─── Passage

Shorter Hurricane Alphabet for '96

New probes, called dropwindsondes, give forecasters a better take on where storms will turn and increase forecasting accuracy

There's good news for hurricane forecasters. They soon should get a better take on where these powerful storms will track.

Beginning this year, aircraft will drop probes, called dropwindsondes, into a hurricane and the surrounding atmosphere. The probes measure winds, air pressure, temperature, and humidity between the aircraft altitude and the sea surface. Their data give an unprecedented view of the wind field in which the storm is embedded. Using these data, computer forecasting programs then can better project where those external winds will steer the storm.

As hurricane Bertha, the first Atlantic hurricane of the season, tears through the Caribbean, forecasters should have plenty of storms to work with this year. Hurricane forecaster William Gray at Colorado State University in Fort Collins says he expects "about an average hurricane season" from June 1 to Nov. 30. Dr. Gray's forecast, issued June 6, calls for 10 tropical storms strong enough to be named, including 6 hurricanes, 2 of which will be major storms. Last year there were 19 named storms in the second most active season on record. Gray's forecast will be updated Aug. 7 when the most active part of the Atlantic hurricane season usually begins.

──────
─── Provided data

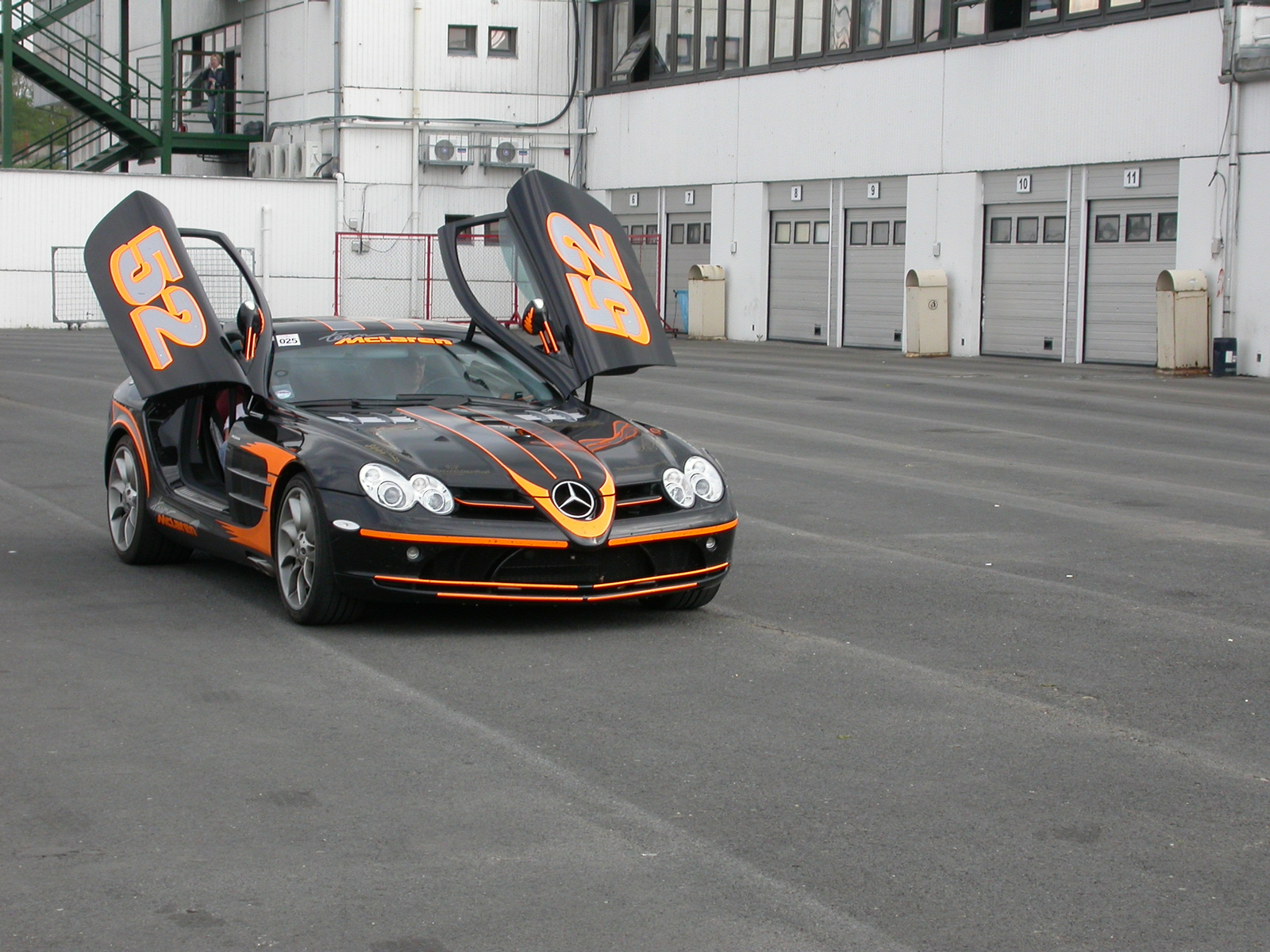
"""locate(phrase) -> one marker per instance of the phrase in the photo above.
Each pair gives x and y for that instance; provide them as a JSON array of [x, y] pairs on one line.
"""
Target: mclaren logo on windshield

──────

• List of tasks:
#1 Answer these from the hurricane forecasting article:
(a) What four quantities do the dropwindsondes measure?
(b) How many named storms occurred last year?
(c) On what date will Gray's forecast be updated?
#2 List every calendar date mentioned in the hurricane forecasting article.
#3 Carry on the hurricane forecasting article from where it stops.
None of the material is needed here.

• Results for the exercise:
#1
(a) Winds, air pressure, temperature, and humidity.
(b) 19.
(c) Aug. 7.

#2 June 1, Nov. 30, June 6, Aug. 7

#3
Gray uses a statistical forecast method that takes account of several factors influencing Atlantic hurricanes. They include such influences as the direction of global stratospheric winds, West African rainfall, sea-level air pressures in the Caribbean and off West Africa, and the presence or absence of El Nio warm-water conditions in the equatorial Pacific Ocean.

Robert Burpee, director of the National Oceanic and Atmospheric Administration (NOAA) National Hurricane Center in Miami, calls the new hurricane forecasting technology "a major breakthrough in hurricane forecasting." He notes that the accuracy in forecasting for the Atlantic and eastern Pacific regions for which he is responsible has improved at an average rate of 1 percent a year for the past couple of decades. Tests of the new forecasting scheme using dropwindsonde data show it can bring, at one stroke, as much improvement as has been accumulated over the past 20 years, he says. That means that Dr. Burpee's team expects to cut errors by 16 percent to 30 percent for storm track forecasts made 12 to 60 hours in advance.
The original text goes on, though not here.